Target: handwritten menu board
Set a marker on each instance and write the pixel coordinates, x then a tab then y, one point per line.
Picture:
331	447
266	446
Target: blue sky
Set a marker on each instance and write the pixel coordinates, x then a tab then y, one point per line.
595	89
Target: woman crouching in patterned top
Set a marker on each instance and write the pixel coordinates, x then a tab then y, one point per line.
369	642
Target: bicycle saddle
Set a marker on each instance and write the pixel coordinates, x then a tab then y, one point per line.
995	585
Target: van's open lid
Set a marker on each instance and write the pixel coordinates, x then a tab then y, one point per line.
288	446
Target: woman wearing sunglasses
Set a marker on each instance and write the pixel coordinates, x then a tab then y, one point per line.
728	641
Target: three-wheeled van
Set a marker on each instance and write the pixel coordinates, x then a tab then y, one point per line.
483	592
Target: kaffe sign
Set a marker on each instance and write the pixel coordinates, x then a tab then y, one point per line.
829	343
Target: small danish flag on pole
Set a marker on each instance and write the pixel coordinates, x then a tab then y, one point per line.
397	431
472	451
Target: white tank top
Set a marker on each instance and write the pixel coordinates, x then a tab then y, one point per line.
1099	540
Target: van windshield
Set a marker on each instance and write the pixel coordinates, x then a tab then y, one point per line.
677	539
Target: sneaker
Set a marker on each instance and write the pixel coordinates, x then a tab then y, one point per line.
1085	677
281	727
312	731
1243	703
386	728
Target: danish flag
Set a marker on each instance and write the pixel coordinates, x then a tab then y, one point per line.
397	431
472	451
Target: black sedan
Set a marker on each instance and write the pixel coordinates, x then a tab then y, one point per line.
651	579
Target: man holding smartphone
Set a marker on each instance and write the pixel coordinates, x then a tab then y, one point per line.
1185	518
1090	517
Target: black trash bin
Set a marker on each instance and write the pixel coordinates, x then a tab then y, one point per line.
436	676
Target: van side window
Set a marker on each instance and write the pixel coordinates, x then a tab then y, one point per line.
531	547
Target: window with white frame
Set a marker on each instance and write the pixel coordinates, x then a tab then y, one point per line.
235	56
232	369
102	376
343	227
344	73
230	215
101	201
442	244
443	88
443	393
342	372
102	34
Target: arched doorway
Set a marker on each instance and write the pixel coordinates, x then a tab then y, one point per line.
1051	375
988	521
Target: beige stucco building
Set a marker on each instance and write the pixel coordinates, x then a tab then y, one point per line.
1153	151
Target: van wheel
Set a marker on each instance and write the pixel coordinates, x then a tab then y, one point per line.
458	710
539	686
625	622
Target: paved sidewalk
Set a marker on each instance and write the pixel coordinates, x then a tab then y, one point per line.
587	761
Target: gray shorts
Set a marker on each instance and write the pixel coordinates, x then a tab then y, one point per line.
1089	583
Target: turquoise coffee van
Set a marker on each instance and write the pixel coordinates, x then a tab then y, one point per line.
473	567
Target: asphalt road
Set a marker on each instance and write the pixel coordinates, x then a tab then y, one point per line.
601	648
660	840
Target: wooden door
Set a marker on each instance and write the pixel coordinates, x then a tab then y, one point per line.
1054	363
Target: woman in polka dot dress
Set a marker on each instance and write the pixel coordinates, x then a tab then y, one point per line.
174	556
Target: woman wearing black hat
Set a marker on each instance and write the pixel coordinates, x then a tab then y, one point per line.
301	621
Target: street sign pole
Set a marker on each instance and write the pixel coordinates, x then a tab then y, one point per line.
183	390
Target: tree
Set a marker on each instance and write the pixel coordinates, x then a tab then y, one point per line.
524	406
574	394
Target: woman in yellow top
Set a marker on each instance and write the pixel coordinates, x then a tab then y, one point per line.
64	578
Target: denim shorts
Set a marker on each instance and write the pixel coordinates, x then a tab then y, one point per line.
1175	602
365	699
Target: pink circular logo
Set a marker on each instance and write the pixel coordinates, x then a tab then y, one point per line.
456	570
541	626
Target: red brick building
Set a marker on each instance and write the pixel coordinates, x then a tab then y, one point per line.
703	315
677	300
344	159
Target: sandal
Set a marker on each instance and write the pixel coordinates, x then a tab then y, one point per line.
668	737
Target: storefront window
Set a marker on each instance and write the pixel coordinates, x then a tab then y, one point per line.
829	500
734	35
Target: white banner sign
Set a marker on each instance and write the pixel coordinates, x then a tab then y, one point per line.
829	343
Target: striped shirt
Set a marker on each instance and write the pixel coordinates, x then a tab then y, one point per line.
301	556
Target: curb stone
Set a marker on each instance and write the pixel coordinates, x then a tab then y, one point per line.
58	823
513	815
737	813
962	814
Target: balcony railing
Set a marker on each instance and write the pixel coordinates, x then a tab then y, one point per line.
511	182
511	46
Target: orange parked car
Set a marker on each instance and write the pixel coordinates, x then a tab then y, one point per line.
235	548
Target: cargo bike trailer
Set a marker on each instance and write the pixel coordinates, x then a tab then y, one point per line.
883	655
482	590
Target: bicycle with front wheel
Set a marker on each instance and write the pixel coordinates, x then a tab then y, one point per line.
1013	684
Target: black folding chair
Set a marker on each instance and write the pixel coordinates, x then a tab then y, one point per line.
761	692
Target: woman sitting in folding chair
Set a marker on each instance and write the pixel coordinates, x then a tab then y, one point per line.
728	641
******
# [Assignment]
Would you quote everything above from the line containing "Target: three-wheeled van" down to the line containing "Target: small danish flag on pole"? Include both of those lines and nothing else.

# [Task output]
Target: three-wheeled van
Set a marker on each instance and write the pixel coordinates, x then a tab then y, one point per line.
483	592
Target: kaffe sign
Set a marker on each instance and write the pixel coordinates, x then a tab then y, one point per line.
829	343
Target: small danish flag on pole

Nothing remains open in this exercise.